◆ **INSTRUCTIONS TO FOLLOW**: The whole listing should be written out again exactly.

◆ **DATA SUPPLIED**:
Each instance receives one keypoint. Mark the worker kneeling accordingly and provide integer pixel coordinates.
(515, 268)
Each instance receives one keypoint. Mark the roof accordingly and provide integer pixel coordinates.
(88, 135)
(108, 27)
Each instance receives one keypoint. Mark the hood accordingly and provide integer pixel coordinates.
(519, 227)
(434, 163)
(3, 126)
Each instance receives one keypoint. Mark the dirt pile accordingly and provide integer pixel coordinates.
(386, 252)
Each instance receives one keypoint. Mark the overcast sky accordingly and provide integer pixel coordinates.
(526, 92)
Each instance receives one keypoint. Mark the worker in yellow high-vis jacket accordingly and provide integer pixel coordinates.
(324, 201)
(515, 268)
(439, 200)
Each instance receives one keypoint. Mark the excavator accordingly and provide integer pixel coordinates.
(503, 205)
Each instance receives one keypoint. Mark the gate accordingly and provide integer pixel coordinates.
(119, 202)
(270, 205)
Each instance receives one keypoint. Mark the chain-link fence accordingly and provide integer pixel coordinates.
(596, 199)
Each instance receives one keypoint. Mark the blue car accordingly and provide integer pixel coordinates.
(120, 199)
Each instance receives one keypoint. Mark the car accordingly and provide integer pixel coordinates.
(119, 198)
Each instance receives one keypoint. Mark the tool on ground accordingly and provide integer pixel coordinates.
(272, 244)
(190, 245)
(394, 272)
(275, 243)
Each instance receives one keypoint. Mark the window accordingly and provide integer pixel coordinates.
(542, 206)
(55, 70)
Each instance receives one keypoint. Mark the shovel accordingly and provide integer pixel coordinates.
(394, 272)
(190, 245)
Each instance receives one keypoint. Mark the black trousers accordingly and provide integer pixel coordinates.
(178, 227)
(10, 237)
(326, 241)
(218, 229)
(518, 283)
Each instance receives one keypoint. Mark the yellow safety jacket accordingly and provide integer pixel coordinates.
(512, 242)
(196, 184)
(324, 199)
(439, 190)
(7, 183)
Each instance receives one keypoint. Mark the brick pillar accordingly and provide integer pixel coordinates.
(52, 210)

◆ **FINISHED EXERCISE**:
Each instance receives one keypoint. Mark the worker kneeling accordingly and provide integer pixel coordinates.
(515, 268)
Each instance receives one keypoint. Mark the roof accordingly and provide integer pixel coordinates.
(88, 135)
(108, 27)
Each instance receives one keypoint. Mark the hood accordingly and provide integer pixel coordinates.
(519, 227)
(434, 163)
(3, 126)
Each instance receives one keypoint. Mark the dirt pile accordingly and provide integer pixel coordinates.
(386, 252)
Each instance receives one keypoint. Mark the overcast sky accordingly and provide integer pixel coordinates.
(526, 92)
Each instance receives one keypoint. Mark the worker in yellow high-vis jacket accordingly and provide integer pixel coordinates.
(324, 201)
(515, 268)
(439, 200)
Each instance receives one keypoint. Mark the excavator accordingly and provide integer pixel coordinates.
(503, 205)
Each instance receives one keypoint. Mark the gate accordingly and provide integer pixel coordinates.
(119, 202)
(270, 205)
Each instance receives one keypoint. Mark the chain-link fence accordingly and provide integer pixel coordinates.
(596, 199)
Each instance receives one keypoint. Mark the blue car accordingly and provide integer pixel coordinates.
(120, 199)
Each instance receives one keypoint. Mark the car accordingly and provide integer pixel coordinates.
(119, 198)
Each instance receives one keypoint. Mark the tool on ground accordingly and provide integer pixel coordinates.
(272, 244)
(190, 245)
(394, 272)
(275, 243)
Each instance receives one keypoint. Mark the window accordingly and provide integer pixel coordinates.
(542, 206)
(55, 70)
Each instance receives one keypoint. Mark the shovel accordingly and provide integer pixel coordinates.
(394, 272)
(190, 245)
Each instance receives one keypoint. Mark the black trousers accordingly and provide integer pixel coordinates.
(178, 227)
(10, 237)
(326, 241)
(218, 229)
(518, 283)
Each instance receives one keypoint. Mark the yellow safety jacket accordingly and provide integer pixel coordinates.
(512, 242)
(196, 184)
(324, 199)
(439, 190)
(7, 183)
Each instance receives one keypoint. Mark the brick pillar accordingly and provide integer pixel coordinates.
(52, 210)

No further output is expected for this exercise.